To do
1 - Do these statements agree with the book reviews below? (a) The book was released in 2007. (b) Library Journal calls the book tightly structured. (c) The Record Collector review says the book covers films from 1956 to 2005. For each, answer yes or no and quote the deciding words of the reviews.
2 - In the book reviews below, which issue of Record Collector carried Alan Lewis's review?

I loved writing this book because I wrote it in the spirit of the genre: no f-ing rules! Anyway, here's a sampling of the critical reception the book received on release back in 2007:
"This is one totally rockin’ A-to-Z reference book way too groovy to gather dust on a bookshelf."
—Neil Pond, American Profile.
"...a witty, riff-filled romp through rock-and-popular-music related films, people and genre conventions in post-1956 American and British cinema. The entire book is unabashedly (and quite refreshingly) subjective and unstructured, allowing the author to display his deep knowledge and affection for the subject." - Library Journal, May 15, 2007.
"The Rock & Roll Film Encyclopedia is a perfect book, jam-packed full of pictures, reviews and descriptions of every rock'n'roll film ever made, and is a guaranteed parent's Netflix queue filler for up to a year." -azTeenMagazine.
"..It covers a lot of ground, from ’56 to 2005, ranging from blockbusters such as Grease to documentaries like The Kids Are Alright, with biographies, interviews, notes on casts and crews and DVD availability. The author knows his stuff and isn’t afraid to express his opinions..." Alan Lewis, Record Collector, Issue # 340.

Provided records
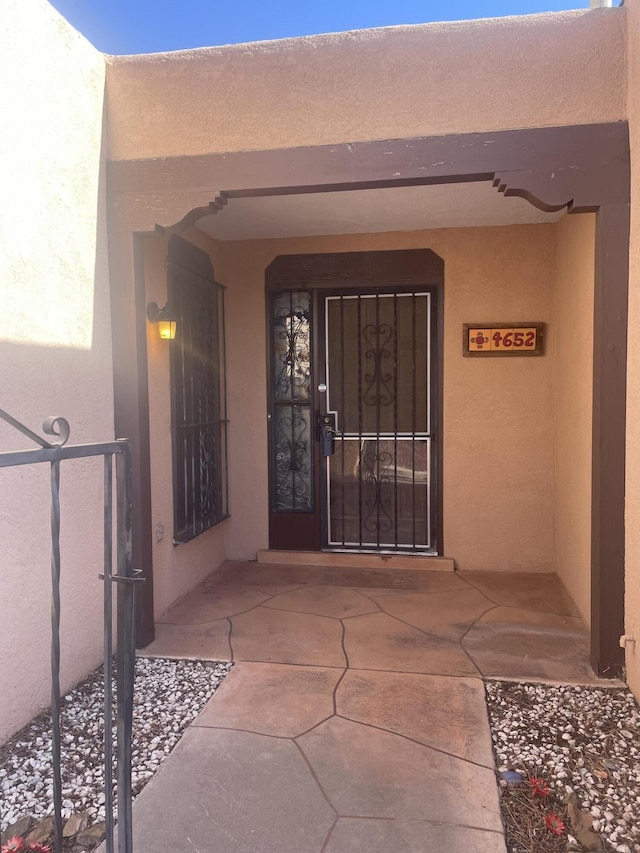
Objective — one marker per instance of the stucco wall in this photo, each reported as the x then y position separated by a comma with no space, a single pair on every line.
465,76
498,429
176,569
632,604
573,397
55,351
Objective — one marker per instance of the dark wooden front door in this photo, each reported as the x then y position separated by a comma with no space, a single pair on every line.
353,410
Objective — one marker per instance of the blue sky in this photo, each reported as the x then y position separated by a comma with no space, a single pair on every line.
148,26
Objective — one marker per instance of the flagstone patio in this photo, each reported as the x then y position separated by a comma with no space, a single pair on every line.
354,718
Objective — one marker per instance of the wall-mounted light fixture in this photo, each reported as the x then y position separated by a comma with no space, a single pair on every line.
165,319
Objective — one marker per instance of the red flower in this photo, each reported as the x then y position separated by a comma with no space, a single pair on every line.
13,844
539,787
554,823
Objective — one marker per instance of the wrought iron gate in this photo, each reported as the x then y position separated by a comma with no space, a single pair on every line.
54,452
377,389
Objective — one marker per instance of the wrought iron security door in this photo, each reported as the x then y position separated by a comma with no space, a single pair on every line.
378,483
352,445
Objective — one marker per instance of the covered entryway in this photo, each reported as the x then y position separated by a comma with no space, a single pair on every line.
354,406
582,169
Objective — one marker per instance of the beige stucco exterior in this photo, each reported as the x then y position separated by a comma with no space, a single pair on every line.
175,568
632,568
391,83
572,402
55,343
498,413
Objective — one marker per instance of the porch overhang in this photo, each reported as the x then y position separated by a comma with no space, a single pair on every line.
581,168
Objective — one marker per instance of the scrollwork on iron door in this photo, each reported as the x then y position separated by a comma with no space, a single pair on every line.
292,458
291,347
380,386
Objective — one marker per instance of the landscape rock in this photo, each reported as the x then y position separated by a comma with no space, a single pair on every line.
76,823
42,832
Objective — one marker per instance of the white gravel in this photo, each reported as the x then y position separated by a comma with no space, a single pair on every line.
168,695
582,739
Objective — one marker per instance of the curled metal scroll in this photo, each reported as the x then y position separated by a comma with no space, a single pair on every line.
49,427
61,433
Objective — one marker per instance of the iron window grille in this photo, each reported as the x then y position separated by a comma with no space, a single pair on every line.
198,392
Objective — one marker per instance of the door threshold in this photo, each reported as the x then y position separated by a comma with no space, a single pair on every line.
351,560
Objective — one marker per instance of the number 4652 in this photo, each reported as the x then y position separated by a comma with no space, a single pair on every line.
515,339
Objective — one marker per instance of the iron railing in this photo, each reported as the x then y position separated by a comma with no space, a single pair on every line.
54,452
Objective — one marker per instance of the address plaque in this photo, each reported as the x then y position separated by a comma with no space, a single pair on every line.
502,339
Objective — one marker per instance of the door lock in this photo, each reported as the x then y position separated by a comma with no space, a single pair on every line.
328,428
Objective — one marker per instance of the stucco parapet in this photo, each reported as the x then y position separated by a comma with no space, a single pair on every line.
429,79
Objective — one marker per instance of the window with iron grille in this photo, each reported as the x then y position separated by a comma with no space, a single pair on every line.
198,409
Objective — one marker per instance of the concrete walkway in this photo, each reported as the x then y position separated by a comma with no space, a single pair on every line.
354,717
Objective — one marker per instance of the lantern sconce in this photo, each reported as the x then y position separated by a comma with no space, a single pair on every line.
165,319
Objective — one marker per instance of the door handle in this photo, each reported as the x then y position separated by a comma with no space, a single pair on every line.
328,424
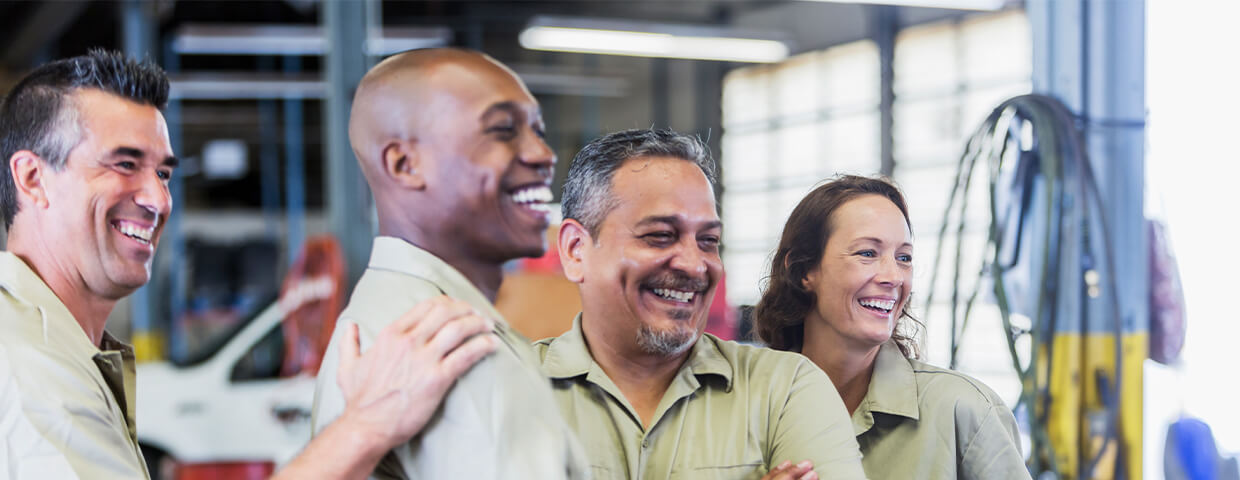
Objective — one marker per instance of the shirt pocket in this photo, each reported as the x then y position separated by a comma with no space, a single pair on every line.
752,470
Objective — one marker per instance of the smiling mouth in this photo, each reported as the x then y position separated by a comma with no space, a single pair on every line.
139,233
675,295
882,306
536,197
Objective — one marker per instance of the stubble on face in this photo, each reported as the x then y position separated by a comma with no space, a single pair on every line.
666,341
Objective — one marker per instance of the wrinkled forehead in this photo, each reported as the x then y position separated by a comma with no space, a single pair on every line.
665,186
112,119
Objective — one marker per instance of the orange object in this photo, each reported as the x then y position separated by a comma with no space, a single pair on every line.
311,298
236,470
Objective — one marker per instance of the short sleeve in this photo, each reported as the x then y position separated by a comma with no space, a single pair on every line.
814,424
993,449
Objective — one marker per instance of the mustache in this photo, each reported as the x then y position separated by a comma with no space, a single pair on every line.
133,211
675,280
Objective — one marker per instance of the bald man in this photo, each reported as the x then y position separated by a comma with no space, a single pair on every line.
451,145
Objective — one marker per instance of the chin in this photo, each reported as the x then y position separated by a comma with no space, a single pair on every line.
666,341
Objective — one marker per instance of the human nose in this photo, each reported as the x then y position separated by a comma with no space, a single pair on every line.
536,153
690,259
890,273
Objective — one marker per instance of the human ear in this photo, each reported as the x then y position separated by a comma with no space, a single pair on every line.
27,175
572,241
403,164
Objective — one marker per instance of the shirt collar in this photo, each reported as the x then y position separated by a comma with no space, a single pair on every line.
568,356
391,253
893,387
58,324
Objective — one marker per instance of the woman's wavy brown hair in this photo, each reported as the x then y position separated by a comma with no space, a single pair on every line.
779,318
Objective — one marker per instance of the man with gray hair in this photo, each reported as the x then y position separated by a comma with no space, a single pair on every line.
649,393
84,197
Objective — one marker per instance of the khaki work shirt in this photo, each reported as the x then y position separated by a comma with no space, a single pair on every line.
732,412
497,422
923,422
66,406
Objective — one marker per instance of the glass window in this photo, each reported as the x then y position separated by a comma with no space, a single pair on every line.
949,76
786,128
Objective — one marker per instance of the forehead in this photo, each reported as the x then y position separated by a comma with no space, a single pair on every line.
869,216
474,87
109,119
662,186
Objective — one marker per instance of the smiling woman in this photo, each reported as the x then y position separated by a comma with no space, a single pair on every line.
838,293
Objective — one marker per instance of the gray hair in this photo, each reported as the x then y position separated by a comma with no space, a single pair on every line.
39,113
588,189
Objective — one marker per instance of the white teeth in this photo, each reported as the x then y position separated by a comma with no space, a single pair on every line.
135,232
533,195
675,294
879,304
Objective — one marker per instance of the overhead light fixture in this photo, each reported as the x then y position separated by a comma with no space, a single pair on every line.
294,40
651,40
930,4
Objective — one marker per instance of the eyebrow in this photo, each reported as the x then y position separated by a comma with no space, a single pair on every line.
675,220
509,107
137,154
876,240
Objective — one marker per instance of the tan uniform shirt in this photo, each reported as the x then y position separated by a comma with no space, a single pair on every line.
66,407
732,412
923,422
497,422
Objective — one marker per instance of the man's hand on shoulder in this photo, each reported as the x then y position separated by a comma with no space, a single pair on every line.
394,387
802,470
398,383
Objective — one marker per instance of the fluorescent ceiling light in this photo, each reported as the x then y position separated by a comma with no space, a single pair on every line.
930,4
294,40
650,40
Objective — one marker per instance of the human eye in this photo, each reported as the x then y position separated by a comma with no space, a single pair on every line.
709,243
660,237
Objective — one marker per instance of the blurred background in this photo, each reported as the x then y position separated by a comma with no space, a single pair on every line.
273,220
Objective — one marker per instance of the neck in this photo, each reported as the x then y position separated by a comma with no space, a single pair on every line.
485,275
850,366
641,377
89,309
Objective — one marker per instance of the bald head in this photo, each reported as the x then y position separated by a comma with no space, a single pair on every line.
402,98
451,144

* * *

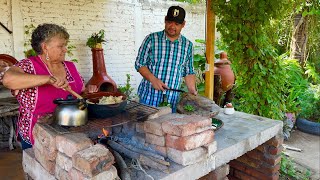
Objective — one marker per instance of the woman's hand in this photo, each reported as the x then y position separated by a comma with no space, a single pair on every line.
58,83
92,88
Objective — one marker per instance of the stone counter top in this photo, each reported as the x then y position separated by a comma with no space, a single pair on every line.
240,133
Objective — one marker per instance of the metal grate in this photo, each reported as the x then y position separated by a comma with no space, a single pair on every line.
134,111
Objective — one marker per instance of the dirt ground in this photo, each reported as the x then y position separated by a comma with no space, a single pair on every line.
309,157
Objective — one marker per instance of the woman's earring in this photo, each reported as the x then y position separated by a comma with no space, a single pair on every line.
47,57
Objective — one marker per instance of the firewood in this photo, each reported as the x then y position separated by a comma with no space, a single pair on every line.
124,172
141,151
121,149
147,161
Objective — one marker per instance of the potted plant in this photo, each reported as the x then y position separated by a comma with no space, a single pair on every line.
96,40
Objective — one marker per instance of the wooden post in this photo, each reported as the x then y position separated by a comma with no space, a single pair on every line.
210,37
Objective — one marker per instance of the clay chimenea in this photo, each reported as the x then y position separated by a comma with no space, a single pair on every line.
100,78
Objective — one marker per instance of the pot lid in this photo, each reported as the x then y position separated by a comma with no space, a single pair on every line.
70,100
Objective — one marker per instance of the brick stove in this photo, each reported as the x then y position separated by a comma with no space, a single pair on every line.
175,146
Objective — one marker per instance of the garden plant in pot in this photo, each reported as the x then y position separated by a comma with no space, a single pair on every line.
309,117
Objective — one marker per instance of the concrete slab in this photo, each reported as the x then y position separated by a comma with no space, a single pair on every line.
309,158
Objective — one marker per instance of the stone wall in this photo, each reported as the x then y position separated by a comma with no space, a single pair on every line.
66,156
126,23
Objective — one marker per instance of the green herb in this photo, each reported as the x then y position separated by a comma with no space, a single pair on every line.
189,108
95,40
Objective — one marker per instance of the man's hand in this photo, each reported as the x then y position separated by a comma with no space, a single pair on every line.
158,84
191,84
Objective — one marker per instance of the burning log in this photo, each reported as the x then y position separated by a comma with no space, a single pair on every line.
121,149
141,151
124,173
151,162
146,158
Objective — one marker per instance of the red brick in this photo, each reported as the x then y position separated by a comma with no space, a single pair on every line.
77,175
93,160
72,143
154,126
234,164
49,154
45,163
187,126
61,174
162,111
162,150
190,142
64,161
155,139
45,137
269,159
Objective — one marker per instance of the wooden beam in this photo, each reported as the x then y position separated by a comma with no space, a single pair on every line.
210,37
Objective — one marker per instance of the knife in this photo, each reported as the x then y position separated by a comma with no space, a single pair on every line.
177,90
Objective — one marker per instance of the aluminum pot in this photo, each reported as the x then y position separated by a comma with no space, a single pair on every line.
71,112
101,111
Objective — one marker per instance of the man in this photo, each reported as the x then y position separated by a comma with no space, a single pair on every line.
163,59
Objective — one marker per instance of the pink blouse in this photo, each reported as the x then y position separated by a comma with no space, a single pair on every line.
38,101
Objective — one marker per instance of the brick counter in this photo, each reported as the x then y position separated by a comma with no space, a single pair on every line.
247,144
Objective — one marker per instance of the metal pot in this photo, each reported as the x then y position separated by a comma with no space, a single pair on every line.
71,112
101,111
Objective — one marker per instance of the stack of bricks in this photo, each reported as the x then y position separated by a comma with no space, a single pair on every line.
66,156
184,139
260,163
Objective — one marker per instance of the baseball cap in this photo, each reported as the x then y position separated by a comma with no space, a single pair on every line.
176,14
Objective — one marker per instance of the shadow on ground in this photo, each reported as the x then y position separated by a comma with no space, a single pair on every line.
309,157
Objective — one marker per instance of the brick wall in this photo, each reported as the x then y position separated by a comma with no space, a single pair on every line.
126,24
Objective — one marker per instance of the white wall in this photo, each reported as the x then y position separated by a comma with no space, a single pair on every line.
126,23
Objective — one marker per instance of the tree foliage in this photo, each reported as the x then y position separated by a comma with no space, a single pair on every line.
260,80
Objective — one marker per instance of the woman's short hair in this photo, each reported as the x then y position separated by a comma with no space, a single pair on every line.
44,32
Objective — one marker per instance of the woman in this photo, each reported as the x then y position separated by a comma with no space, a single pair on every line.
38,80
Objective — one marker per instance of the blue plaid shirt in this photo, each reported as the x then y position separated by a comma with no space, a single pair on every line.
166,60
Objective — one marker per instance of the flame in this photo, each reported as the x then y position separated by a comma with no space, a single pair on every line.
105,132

Solved tasks
1 -
(a) Yes: "on release back in 2007"
(b) No: "unabashedly (and quite refreshingly) subjective and unstructured"
(c) Yes: "It covers a lot of ground, from ’56 to 2005"

2 - Issue # 340